• TASK GOAL:
In the entries below, count the lines that include the word "pole" and reply with the number alone.

---------- RECORDS SHOWN

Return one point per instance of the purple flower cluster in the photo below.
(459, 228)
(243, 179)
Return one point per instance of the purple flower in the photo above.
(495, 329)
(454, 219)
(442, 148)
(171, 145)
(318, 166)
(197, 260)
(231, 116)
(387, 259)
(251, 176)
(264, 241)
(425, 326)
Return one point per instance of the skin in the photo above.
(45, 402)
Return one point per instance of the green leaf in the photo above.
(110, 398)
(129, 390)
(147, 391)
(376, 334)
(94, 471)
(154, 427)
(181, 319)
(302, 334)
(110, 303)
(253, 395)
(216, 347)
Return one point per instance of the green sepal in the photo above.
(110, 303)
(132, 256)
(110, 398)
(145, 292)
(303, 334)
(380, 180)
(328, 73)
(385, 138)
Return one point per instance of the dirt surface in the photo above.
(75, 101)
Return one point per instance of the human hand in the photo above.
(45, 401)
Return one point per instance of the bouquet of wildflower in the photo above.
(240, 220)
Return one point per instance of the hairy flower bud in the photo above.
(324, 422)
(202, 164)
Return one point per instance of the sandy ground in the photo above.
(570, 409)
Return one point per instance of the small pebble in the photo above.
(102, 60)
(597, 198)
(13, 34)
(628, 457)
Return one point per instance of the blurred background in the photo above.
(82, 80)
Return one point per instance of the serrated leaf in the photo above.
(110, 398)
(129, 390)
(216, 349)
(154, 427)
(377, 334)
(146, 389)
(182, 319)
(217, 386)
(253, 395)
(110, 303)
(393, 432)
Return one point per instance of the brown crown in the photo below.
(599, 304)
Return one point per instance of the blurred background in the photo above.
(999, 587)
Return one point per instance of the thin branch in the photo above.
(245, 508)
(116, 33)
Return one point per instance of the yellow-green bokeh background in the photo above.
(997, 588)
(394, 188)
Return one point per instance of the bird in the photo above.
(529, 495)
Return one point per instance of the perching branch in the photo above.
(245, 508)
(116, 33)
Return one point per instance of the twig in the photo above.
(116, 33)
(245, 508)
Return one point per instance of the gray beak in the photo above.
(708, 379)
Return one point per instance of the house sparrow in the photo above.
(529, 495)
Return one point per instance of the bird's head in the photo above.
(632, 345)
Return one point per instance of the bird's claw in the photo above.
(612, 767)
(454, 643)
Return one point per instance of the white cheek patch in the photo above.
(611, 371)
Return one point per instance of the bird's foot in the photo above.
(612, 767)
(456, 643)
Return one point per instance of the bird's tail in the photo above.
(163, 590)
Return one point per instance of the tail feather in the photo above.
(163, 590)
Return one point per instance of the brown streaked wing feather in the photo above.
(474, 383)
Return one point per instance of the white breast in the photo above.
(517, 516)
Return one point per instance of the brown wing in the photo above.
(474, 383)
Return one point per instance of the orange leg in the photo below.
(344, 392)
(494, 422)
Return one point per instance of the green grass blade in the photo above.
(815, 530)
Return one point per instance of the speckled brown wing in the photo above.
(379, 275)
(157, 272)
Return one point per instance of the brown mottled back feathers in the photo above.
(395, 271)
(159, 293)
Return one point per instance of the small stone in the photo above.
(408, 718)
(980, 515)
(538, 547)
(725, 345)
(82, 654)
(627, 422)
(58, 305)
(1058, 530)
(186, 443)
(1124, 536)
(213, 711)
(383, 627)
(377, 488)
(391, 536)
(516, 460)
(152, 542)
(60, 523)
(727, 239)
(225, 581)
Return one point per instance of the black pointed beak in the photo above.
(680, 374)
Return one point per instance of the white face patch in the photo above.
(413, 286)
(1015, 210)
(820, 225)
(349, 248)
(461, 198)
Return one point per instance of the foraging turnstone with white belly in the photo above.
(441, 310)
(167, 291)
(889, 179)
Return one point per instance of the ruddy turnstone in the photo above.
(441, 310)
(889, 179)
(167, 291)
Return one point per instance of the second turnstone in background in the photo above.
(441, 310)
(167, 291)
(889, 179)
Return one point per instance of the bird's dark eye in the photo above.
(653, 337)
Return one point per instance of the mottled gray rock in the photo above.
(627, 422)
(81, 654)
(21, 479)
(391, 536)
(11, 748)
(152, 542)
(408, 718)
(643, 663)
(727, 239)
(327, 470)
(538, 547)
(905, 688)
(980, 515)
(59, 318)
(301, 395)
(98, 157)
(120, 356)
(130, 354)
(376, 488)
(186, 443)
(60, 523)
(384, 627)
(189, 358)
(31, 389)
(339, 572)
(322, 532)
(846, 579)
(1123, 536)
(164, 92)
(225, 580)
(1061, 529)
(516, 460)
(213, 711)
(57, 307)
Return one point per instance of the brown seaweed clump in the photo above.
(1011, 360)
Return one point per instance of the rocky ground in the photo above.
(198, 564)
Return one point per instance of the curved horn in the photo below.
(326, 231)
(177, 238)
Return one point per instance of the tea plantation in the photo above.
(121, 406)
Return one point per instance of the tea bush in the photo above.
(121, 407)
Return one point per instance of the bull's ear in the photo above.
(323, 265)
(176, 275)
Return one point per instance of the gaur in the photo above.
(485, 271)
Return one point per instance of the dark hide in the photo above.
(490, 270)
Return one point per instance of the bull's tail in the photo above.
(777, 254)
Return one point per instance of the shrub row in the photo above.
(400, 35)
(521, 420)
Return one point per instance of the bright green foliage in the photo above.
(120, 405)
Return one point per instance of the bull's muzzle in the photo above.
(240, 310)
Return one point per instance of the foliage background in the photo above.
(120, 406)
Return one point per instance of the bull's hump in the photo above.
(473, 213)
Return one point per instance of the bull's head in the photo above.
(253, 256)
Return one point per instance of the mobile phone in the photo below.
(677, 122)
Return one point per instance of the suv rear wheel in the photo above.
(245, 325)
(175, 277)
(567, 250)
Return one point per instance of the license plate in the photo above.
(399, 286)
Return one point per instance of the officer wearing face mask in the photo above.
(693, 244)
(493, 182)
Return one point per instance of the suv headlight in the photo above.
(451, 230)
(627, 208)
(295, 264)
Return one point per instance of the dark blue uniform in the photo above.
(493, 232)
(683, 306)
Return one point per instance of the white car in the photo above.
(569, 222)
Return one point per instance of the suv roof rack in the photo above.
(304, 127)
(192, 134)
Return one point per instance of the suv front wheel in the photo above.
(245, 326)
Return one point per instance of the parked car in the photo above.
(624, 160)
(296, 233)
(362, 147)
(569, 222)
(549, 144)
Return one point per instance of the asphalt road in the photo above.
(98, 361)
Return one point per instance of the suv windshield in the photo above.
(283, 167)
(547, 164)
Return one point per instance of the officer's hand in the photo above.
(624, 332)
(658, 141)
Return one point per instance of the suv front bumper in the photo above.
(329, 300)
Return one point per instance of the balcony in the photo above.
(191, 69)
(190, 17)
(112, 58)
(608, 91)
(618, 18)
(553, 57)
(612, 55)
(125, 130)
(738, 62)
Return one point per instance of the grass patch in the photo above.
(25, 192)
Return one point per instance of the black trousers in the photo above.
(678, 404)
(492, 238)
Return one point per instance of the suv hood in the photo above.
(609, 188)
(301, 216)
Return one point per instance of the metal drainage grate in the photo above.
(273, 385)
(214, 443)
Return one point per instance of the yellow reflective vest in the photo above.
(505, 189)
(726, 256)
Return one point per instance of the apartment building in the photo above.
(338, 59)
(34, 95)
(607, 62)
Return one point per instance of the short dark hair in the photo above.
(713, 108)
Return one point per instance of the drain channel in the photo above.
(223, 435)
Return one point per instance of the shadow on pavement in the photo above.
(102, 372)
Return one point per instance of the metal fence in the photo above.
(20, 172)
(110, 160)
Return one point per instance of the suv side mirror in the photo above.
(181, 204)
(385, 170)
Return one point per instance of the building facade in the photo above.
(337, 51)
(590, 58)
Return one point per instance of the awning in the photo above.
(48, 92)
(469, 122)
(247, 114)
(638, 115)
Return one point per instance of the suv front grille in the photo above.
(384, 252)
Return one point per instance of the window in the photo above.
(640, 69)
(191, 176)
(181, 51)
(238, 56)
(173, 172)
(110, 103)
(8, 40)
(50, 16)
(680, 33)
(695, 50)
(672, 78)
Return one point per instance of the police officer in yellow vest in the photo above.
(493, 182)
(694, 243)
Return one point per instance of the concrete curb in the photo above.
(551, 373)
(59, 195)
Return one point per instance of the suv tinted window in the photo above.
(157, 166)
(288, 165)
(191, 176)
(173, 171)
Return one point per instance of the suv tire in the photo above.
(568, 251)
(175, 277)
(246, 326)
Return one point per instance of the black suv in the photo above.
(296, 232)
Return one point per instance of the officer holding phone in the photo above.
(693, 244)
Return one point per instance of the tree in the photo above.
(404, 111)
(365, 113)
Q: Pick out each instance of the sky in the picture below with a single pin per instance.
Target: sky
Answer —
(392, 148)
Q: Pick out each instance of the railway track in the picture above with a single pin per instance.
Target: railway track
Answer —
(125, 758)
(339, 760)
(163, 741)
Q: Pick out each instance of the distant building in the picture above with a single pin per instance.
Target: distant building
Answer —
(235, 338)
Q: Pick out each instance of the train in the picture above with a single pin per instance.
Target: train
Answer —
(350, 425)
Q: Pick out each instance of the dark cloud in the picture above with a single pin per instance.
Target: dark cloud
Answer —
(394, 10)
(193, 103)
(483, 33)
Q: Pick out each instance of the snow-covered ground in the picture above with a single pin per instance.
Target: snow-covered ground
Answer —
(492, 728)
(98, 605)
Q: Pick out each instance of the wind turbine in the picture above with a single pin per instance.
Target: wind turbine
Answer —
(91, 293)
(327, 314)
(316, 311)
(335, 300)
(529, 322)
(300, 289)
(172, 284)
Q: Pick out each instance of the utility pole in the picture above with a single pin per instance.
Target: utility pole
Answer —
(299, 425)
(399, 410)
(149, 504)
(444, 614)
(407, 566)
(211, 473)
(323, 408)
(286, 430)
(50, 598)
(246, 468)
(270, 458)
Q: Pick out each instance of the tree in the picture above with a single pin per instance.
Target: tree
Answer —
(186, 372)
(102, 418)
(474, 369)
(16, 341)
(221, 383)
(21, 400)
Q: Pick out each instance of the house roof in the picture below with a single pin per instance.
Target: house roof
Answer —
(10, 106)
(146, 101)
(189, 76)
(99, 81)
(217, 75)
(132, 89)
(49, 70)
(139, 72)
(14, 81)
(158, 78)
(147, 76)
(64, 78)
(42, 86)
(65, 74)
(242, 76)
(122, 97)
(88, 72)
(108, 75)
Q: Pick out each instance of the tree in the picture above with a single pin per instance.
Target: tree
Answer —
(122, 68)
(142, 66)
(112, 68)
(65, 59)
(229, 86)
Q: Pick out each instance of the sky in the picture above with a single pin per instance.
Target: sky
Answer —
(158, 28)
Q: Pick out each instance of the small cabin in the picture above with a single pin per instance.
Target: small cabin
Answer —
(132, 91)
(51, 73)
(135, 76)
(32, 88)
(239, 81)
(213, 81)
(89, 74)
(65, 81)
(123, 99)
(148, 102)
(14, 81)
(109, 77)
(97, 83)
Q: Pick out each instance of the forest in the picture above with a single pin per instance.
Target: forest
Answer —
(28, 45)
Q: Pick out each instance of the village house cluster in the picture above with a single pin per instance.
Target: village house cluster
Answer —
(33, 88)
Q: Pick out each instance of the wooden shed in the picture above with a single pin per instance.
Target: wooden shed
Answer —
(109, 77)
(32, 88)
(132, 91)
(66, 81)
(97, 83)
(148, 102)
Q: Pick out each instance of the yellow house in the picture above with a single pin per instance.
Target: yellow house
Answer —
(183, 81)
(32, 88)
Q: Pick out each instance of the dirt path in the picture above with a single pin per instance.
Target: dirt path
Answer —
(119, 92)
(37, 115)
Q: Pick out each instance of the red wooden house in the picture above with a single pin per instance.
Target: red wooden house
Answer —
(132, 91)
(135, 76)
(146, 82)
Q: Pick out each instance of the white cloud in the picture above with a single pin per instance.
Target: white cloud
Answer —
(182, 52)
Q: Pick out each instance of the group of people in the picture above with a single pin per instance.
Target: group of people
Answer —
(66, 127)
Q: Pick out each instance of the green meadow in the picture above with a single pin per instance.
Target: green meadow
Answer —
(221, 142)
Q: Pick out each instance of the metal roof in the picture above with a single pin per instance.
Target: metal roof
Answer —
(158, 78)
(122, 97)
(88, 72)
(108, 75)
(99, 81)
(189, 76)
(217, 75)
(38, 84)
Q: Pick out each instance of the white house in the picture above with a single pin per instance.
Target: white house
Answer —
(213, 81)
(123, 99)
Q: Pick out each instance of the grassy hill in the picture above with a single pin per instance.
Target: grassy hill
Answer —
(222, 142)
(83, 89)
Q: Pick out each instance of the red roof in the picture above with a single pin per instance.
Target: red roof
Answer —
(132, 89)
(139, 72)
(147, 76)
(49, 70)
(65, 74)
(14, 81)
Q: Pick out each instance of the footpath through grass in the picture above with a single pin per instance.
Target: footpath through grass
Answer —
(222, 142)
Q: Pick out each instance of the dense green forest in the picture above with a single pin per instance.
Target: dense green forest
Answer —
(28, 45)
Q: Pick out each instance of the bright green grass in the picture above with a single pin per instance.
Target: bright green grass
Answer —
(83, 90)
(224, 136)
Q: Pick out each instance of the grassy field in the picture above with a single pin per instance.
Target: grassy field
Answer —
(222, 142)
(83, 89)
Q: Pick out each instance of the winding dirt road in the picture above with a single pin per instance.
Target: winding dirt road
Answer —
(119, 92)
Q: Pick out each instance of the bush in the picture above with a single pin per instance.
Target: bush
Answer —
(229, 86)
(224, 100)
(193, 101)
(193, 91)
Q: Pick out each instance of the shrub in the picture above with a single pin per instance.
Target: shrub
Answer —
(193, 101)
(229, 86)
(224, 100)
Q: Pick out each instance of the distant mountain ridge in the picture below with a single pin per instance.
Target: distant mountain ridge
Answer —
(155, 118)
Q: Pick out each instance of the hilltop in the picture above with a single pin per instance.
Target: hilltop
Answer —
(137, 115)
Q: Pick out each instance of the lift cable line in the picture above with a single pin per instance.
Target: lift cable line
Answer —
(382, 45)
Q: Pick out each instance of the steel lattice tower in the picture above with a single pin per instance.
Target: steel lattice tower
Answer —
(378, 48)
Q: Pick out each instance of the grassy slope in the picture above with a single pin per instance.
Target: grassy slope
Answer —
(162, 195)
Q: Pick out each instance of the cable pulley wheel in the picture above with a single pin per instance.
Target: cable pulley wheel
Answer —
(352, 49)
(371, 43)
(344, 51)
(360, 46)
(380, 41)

--------------------

• TASK ANSWER:
2